Document passage »
════
Segun then added that Somolu intervened in a manner that created the impression Yar’ Adua had accused his predecessor of corruption in handling the NIPP. This is not true at all. First I did not make a public statement. I only wrote to the Chief Economic Adviser, Mr Tanimu Yakubu, who had made a presentation when GE visited Yar’Adua that $10 billion had been spent in the power sector and there was nothing to show for it (similar to what Yar’Adua himself said) to tell him the records available to me did not support such assertion, and I supplied a list of all contracts awarded in the power sector by NEPA and the Presidency on NIPP which totaled $5.16 billion. THISDAY newspaper carried my letter verbatim after I was fired by Yar’ Adua (I don’t know their source) on 19th February 2008, and it is clear what I said or what impression I created by my memo.
════
Dataset »

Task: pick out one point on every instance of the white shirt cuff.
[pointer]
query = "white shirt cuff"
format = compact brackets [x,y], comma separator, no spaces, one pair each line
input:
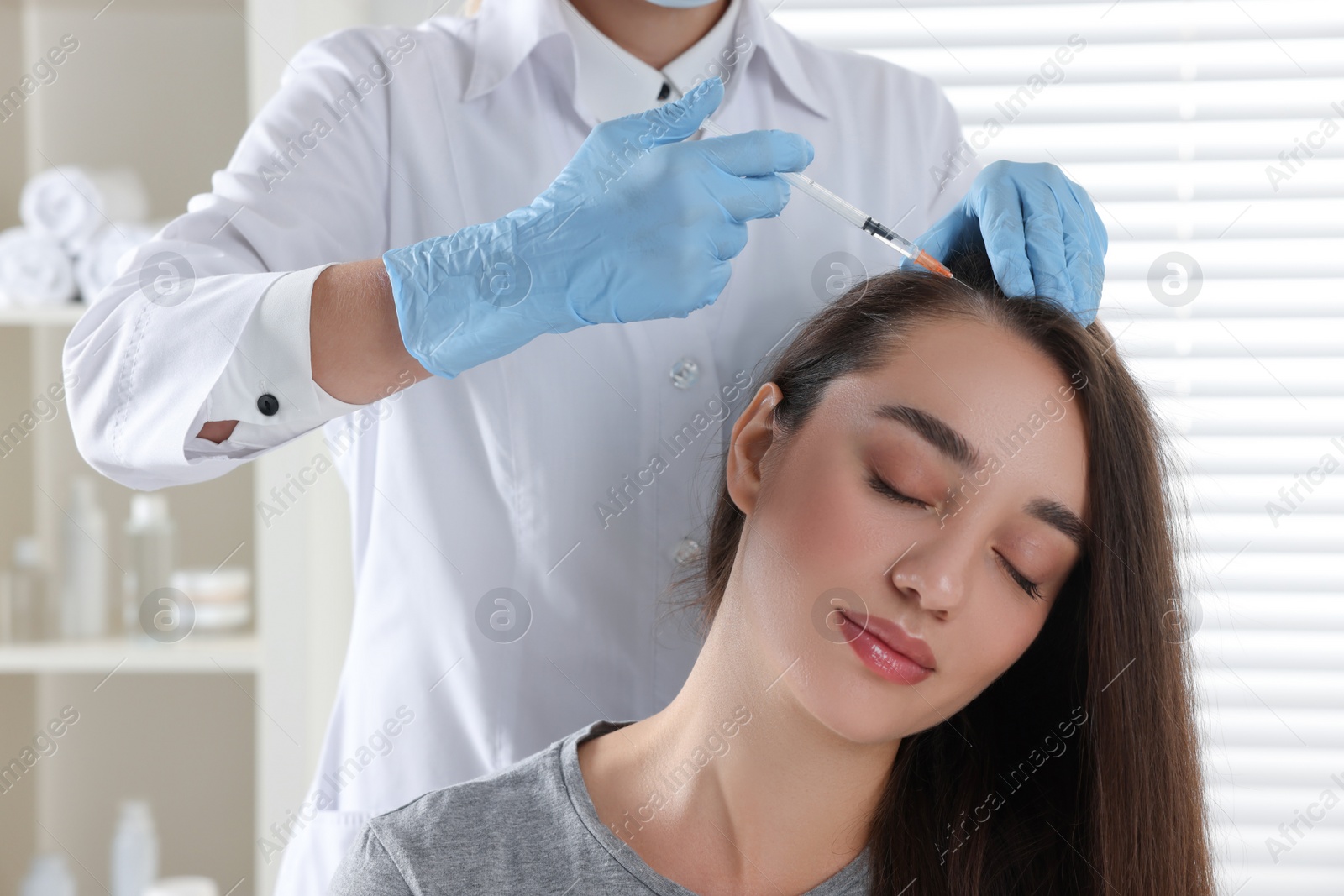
[272,358]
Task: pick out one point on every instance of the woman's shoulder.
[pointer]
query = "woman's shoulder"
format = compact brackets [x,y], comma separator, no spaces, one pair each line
[488,835]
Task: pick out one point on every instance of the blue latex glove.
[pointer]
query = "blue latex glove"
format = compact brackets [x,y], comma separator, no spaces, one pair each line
[1041,231]
[638,226]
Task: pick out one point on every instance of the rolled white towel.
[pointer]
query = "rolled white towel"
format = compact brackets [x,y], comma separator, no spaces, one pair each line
[97,266]
[71,203]
[34,269]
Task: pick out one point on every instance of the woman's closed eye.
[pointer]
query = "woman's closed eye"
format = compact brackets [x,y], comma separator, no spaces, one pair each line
[1023,582]
[885,490]
[882,488]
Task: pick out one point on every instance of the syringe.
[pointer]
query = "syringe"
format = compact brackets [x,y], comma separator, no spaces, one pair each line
[851,214]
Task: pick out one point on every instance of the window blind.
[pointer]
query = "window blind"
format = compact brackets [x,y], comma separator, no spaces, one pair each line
[1211,136]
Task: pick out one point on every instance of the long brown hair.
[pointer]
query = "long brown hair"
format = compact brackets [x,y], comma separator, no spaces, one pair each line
[1077,772]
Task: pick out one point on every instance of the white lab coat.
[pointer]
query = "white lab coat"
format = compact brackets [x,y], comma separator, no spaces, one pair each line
[497,479]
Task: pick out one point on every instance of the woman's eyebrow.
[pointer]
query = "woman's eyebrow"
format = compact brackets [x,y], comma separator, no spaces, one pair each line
[954,446]
[1058,516]
[933,430]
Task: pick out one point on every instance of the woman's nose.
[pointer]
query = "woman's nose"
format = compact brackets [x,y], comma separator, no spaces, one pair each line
[933,570]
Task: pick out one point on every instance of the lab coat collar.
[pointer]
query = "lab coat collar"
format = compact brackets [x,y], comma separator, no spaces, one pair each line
[511,29]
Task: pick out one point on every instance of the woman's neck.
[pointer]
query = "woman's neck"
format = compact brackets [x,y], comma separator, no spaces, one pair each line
[732,788]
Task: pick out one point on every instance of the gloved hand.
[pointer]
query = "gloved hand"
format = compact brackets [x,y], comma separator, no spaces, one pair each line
[638,226]
[1041,231]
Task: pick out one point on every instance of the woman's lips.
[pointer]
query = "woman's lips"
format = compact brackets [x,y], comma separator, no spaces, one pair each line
[880,656]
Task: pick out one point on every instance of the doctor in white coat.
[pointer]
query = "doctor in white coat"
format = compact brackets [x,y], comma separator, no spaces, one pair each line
[436,207]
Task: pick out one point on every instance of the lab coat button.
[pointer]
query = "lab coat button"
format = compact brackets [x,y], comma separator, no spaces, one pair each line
[685,372]
[685,551]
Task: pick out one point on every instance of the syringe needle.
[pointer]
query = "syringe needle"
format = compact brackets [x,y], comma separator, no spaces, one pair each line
[851,214]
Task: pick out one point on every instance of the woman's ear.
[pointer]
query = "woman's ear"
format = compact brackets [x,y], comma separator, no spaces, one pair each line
[753,432]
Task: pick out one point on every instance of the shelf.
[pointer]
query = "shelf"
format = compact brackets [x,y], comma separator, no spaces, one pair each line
[195,654]
[39,315]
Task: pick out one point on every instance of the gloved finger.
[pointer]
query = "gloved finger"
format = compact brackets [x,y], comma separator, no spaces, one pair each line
[1005,241]
[759,152]
[750,197]
[729,241]
[1043,228]
[714,284]
[672,121]
[1085,268]
[940,239]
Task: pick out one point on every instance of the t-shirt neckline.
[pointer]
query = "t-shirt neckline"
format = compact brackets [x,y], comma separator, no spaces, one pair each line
[582,802]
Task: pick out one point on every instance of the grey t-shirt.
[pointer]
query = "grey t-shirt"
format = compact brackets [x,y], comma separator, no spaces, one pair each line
[528,829]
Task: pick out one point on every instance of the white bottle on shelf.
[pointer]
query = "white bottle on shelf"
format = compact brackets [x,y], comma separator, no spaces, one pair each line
[150,533]
[49,876]
[84,563]
[24,594]
[134,851]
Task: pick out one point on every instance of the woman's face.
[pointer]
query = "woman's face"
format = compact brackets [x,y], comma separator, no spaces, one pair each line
[937,499]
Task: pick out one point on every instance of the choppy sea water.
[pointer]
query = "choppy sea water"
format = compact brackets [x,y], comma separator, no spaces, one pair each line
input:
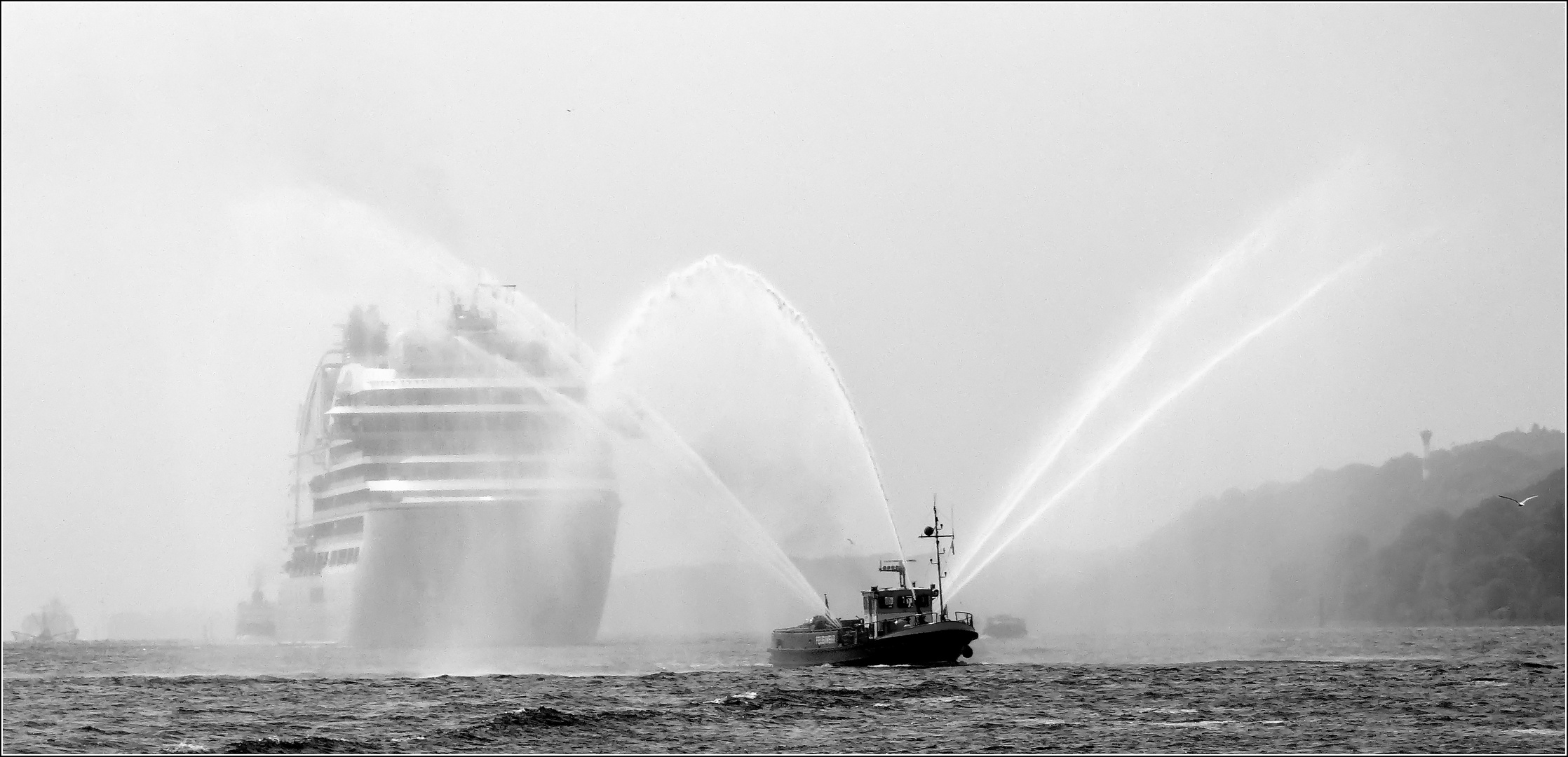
[1407,690]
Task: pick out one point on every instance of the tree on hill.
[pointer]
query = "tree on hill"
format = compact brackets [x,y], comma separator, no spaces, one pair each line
[1495,561]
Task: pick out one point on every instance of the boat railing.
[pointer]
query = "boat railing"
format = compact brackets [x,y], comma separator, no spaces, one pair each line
[908,621]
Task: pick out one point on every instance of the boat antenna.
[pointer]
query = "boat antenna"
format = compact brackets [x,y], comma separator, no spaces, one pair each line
[935,533]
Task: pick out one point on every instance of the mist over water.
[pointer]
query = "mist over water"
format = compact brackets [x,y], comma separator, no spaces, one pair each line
[1064,259]
[1327,224]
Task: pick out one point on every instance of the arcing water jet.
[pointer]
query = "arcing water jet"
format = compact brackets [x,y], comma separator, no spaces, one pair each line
[1112,380]
[717,300]
[984,559]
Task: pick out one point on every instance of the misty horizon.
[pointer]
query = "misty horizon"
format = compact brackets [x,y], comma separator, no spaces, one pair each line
[978,217]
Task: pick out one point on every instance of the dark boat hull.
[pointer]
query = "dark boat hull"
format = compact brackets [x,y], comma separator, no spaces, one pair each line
[937,643]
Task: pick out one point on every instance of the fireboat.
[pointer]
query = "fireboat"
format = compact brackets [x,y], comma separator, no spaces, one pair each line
[899,627]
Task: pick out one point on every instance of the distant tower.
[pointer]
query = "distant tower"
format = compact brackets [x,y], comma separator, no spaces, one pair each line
[1426,453]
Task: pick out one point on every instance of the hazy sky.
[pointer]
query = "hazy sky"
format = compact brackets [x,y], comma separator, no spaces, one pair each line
[974,207]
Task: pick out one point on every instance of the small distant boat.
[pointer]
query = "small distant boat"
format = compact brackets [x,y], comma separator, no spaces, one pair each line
[256,618]
[1006,627]
[49,625]
[899,627]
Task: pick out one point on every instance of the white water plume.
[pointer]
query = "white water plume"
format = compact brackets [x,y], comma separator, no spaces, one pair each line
[741,374]
[1112,380]
[616,414]
[966,571]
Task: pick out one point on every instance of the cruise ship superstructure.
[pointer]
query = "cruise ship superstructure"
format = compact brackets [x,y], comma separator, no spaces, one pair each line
[447,493]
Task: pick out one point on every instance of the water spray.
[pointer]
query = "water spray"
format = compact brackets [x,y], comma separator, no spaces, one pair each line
[985,559]
[615,353]
[1114,378]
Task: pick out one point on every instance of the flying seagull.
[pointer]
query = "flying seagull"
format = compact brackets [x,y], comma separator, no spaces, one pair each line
[1520,502]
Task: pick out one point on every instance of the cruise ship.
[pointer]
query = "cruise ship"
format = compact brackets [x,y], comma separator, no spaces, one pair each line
[447,493]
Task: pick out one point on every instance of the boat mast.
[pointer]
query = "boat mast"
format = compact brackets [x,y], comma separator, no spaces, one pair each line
[935,533]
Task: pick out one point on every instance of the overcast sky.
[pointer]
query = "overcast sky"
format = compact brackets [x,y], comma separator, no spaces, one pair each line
[975,207]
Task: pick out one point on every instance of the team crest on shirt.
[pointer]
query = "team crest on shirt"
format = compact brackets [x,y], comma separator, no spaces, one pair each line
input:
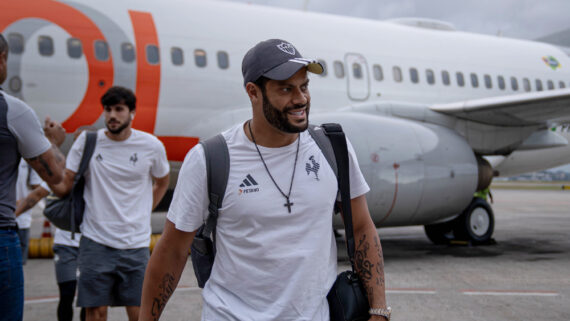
[313,167]
[133,160]
[248,185]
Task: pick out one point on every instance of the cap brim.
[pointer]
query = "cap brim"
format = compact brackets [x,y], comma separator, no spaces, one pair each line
[287,69]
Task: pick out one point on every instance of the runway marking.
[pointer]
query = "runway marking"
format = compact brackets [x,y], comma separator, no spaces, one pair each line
[510,293]
[410,291]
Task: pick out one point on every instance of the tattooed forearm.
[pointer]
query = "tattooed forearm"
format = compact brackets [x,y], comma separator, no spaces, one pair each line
[369,264]
[166,287]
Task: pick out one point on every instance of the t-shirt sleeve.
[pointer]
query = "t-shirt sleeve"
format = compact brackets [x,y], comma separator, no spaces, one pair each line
[34,178]
[358,185]
[74,156]
[26,127]
[189,207]
[160,166]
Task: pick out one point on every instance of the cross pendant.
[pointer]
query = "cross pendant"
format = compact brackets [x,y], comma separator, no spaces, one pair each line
[288,205]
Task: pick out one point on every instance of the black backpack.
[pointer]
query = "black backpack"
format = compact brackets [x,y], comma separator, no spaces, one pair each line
[331,140]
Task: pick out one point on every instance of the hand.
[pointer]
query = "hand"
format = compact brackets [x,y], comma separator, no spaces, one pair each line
[54,131]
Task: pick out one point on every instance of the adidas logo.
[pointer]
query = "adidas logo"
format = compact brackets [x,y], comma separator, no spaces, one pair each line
[248,186]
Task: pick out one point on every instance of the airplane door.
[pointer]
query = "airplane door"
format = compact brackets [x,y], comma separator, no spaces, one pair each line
[358,80]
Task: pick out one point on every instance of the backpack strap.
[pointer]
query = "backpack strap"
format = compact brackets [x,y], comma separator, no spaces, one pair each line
[88,149]
[218,170]
[338,142]
[319,135]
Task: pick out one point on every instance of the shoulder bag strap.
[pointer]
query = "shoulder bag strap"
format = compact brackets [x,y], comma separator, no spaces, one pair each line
[338,141]
[218,169]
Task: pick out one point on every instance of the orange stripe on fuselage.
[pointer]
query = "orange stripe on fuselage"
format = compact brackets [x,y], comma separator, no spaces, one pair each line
[148,76]
[78,25]
[177,147]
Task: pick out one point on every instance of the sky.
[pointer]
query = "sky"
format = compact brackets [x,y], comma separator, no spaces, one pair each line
[526,19]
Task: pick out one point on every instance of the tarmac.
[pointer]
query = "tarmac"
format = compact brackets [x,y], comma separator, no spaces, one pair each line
[523,275]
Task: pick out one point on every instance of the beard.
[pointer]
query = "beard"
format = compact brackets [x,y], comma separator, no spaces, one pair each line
[120,128]
[278,118]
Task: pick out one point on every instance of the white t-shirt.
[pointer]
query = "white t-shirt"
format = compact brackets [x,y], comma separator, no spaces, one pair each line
[118,187]
[270,264]
[26,178]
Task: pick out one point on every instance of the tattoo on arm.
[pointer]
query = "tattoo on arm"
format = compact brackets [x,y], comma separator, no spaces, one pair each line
[369,264]
[166,288]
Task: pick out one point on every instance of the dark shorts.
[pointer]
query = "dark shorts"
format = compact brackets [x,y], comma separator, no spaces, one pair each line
[65,259]
[109,276]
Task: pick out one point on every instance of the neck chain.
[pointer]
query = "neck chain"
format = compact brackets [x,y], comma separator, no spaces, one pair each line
[288,204]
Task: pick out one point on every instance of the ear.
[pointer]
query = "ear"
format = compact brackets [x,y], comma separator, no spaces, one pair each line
[254,93]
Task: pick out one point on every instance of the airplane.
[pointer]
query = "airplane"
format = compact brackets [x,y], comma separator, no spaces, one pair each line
[432,112]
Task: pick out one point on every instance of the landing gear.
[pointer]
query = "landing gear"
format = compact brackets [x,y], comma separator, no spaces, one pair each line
[477,222]
[475,225]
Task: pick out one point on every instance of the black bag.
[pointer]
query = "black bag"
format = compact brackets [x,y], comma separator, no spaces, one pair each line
[203,249]
[67,213]
[347,299]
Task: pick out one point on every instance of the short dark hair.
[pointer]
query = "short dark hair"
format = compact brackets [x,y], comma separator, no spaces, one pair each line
[117,94]
[3,44]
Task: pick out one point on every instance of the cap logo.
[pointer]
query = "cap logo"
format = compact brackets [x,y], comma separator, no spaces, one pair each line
[287,48]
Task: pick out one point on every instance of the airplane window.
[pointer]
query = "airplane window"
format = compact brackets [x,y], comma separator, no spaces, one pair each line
[474,80]
[488,81]
[338,69]
[16,43]
[324,64]
[526,84]
[538,85]
[430,76]
[200,58]
[501,82]
[152,55]
[397,73]
[74,48]
[177,56]
[127,52]
[514,84]
[45,45]
[223,60]
[101,50]
[15,84]
[378,74]
[445,77]
[357,70]
[414,75]
[460,79]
════
Assignment 1 » Return the passage on the NIPP power contracts word for word, starting with "Segun then added" and going on through "by my memo.".
Assignment 2 » Resume the passage on the NIPP power contracts after its final sentence.
The rows are not needed for this work.

Answer box 1 »
Segun then added that Somolu intervened in a manner that created the impression Yar’ Adua had accused his predecessor of corruption in handling the NIPP. This is not true at all. First I did not make a public statement. I only wrote to the Chief Economic Adviser, Mr Tanimu Yakubu, who had made a presentation when GE visited Yar’Adua that $10 billion had been spent in the power sector and there was nothing to show for it (similar to what Yar’Adua himself said) to tell him the records available to me did not support such assertion, and I supplied a list of all contracts awarded in the power sector by NEPA and the Presidency on NIPP which totaled $5.16 billion. THISDAY newspaper carried my letter verbatim after I was fired by Yar’ Adua (I don’t know their source) on 19th February 2008, and it is clear what I said or what impression I created by my memo.

Answer box 2 »
As for me making an apology for my letter, I did not make any. After all the people at my “trial” had supplied all their spurious figures of “general expenditure in the power sector” showing that the expenditure was “more than the $5.16 billion I had quoted, Yar’Adua then asked what I had to say, I told him I did not see the need for this meeting and that all I would have expected was a reply to my memo pointing out what other expenditures I might not have known about so we could examine their veracity. After all Tanimu and I were colleagues in the Presidency. This made all the people burst out with shouts of “hear what he is saying instead of apologizing”. But I stood my ground since I did not see what there was to apologize about and kept repeating my statement till the President then said the meeting was over and everybody dispersed. Yes I stayed behind to tell the president that it was unfortunate he felt embarrassed about the whole controversy but I assured him my memo could not have been the cause of any press controversy since it was an internal memo. Beyond that I offered no apology for my position. I could not have. There was nothing to apologize for. I knew I was right. The Accountant-General of the Federation confirmed I was right. Even Segun in his column said that much. Why then would I be apologizing?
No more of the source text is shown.